Ausgangstext –
■ ■ ■ ■

Was hat dieser Mann nicht alles geleistet! Als Journalist war Ralf Schenk Filmkritiker und Filmhistoriker, hat Bücher über Filme herausgebracht, an Fernsehdokumentationen als Autor mitgearbeitet, saß in vielen Gremien, auch in der Auswahlkommission der Berlinale (von der er bereits in den achtziger Jahren berichtete), recherchierte unermüdlich in Archiven, hat im Rundfunk gesprochen und Zuschauergespräche geführt. Höhepunkt war sicherlich, als er 2012 bis 2020 Vorstand der DEFA-Stiftung war und in Filmwochen auf der ganzen Welt die Filme aus einer vergangenen Zeit vorstellte. Auch für die Restaurierung nicht fertiggestellter DEFA-Filme engagierte er sich – zuletzt 2021 „Fräulein Schmetterling“, gedreht von Kurt Barthel 1965 nach einem Szenarium von Christa und Gerhard Wolf. Hat er die große Produktivität aufgebracht, weil er ahnte, dass ihm keine Zeit für ein Alterswerk bleiben würde?
Wie wir uns kennenlernten, weiß ich nicht mehr genau. Es war vor über 40 Jahren, als wir beide in der Filmklubbewegung der DDR aktiv waren. Schenk erwies sich anfangs im heimatlichen Suhl als Filmverrückter, schrieb als Jugendlicher schon eifrig Leserbriefe und bald auch Kritiken im Freien Wort. Während seines Journalistikstudiums in Leipzig wurde das Filmkunsttheater Casino mit seinem außergewöhnlichen Filmprogramm sein zweites Zuhause, wo er bald den Jugendfilmklub leitete. Mit 23 kam er 1979 als Redakteur zu Film und Fernsehen, einem Mittelding zwischen Publikums- und Fachzeitschrift. Hier lieferte ich meine ersten Kritiken ab. Wenige Jahre später wechselte Schenk in die Redaktion der Weltbühne. Unter seinem Pseudonym Marin Mund war er jahrelang in fast jedem Heft vertreten, schrieb zwar über viele Filmthemen, ließ aber auch seiner speziellen Liebe zum ungarischen Film freien Lauf. Er grub in der Weltbühnen-Historie, reflektierte über Béla Balázs, den Theoretiker der zwanziger Jahre, und die Wiederauflage eines seiner Bücher: „Warum eigentlich sind unsere Kritiken oft so fehlproportioniert? Warum reden wir meist umfänglich über Inhalte und so selten gründlicher über diejenigen, die sie uns am unmittelbarsten vermitteln, die Schauspieler?“ Er versuchte es besser zu machen. In seiner Besprechung von Peter Schamonis „Frühlingssinfonie“ (1983) schrieb er Rolf Hoppe als altem Wieck eine Eloge: „Hoppe, außerordentlich subtil, bringt Hintergründiges ein, deutet Unterbewußtes in der Beziehung zu Clara an – eine pralle Studie, stimmig in jeder Regung der Figur.“
Als ich in der Zeitschrift Unterhaltungskunst eine ironische Rezension der Memoiren von Dagmar Koller veröffentlichte, fragte er: „Warum schreiben Sie so lustige Sachen nicht bei uns?“ Fortan lieferte ich der Weltbühne Glossen und kleine Kritiken. Es waren die achtziger Jahre der Stagnation – nicht nur in der Weltbühne. Doch Ralf Schenk gelang es, gelegentlich wider den Stachel zu löcken, er erlaubte sich geschützt durch das Pseudonym kleine Frechheiten, griff beispielsweise die Einkaufspolitik des DEFA-Außenhandels an. Mich ließ er erstmals in der Weltbühne die Besprechung einer Comic-Ausstellung schreiben, die damals im Französischen Kulturzentrum lief und die ich genau genommen gar nicht besuchen durfte. Im Herbst 1989 war er mein Redakteur, als ich in der Weltbühne erstmals seit den sechziger Jahren über Robert Havemann schreiben konnte.

■ ■ ■ ■

Gespeicherte Daten:
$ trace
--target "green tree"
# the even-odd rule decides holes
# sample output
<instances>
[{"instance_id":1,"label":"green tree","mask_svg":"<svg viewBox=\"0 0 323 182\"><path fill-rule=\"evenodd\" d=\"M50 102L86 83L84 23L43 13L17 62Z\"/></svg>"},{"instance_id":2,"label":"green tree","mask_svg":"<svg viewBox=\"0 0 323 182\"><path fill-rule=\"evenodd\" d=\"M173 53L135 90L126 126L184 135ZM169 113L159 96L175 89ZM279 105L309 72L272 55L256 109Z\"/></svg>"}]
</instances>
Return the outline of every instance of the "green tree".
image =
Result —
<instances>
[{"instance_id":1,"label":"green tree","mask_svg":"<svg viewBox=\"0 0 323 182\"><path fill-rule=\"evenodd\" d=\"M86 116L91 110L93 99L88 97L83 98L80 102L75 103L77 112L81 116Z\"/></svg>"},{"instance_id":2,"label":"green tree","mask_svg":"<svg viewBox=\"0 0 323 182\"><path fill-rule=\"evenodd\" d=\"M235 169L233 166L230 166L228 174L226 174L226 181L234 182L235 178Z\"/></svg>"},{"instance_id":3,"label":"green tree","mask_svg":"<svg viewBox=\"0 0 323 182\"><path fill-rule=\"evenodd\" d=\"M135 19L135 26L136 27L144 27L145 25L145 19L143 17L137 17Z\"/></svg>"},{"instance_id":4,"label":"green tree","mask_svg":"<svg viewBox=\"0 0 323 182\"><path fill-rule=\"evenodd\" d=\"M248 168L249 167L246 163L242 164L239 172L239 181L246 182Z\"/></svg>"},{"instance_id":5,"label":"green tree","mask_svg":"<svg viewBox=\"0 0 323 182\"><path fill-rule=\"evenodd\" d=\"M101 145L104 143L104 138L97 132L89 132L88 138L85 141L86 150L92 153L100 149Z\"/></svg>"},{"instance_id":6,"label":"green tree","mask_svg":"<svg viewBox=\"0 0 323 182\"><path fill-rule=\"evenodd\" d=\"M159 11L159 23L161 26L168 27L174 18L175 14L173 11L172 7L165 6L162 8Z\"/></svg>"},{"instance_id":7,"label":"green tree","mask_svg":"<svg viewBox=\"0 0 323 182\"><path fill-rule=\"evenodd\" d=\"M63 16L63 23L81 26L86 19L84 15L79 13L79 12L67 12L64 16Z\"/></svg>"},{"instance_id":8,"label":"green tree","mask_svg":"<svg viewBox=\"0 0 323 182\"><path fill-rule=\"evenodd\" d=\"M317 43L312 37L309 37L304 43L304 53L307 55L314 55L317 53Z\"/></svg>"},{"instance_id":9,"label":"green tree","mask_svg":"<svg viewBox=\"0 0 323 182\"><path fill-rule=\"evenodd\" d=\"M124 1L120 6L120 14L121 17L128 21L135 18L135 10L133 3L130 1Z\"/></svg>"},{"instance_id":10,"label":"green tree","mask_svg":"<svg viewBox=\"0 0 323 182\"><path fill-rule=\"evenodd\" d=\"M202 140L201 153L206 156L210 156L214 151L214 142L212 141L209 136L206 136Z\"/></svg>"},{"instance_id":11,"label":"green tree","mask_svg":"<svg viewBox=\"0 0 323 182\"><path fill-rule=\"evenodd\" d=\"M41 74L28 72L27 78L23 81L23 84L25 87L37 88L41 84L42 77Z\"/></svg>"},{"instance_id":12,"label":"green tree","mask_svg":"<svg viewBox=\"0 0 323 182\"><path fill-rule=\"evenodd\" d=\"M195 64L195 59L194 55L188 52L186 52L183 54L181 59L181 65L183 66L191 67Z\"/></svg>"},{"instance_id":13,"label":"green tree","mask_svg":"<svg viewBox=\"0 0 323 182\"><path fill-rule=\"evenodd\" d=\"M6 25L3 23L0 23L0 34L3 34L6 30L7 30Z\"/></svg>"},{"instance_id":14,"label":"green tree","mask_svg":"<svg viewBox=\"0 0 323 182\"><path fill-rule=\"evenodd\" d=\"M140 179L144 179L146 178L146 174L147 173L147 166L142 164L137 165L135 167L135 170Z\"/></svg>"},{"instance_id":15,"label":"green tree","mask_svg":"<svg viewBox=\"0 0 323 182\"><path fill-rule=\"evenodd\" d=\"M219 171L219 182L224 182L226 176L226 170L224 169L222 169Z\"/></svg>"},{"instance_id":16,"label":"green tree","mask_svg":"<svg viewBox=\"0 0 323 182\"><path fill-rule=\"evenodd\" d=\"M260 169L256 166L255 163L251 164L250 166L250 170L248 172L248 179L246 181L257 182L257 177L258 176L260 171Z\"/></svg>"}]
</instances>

■ ■ ■ ■

Aufgabe A –
Beantworten Sie anhand des Textes über Ralf Schenk diese drei Fragen:
(i) In welchem Zeitraum war Ralf Schenk Vorstand der DEFA-Stiftung?
(ii) Unter welchem Pseudonym schrieb er in der Weltbühne?
(iii) In welcher Zeitschrift erschien die ironische Rezension der Memoiren von Dagmar Koller?
Aufgabe B –
Treffen die folgenden Aussagen laut dem Text über Ralf Schenk zu? Antworten Sie jeweils mit Ja oder Nein und belegen Sie die Antwort mit einem wörtlichen Zitat.
(i) Ralf Schenk kam 1979 mit 23 Jahren als Redakteur zu Film und Fernsehen.
(ii) Ralf Schenk leitete in Suhl einen Jugendfilmklub.
(iii) „Fräulein Schmetterling“ wurde 1965 von Kurt Barthel gedreht.
Aufgabe C – Nennen Sie alle Zeitungen und Zeitschriften, die im Text über Ralf Schenk vorkommen.

Lösung A –
(i) Von 2012 bis 2020.
(ii) Marin Mund.
(iii) In der Zeitschrift Unterhaltungskunst.

Lösung B –
(i) Ja: „Mit 23 kam er 1979 als Redakteur zu Film und Fernsehen“.
(ii) Nein: „Während seines Journalistikstudiums in Leipzig wurde das Filmkunsttheater Casino mit seinem außergewöhnlichen Filmprogramm sein zweites Zuhause, wo er bald den Jugendfilmklub leitete.“
(iii) Ja: „gedreht von Kurt Barthel 1965“.

Lösung C – Freies Wort, Film und Fernsehen, Weltbühne, Unterhaltungskunst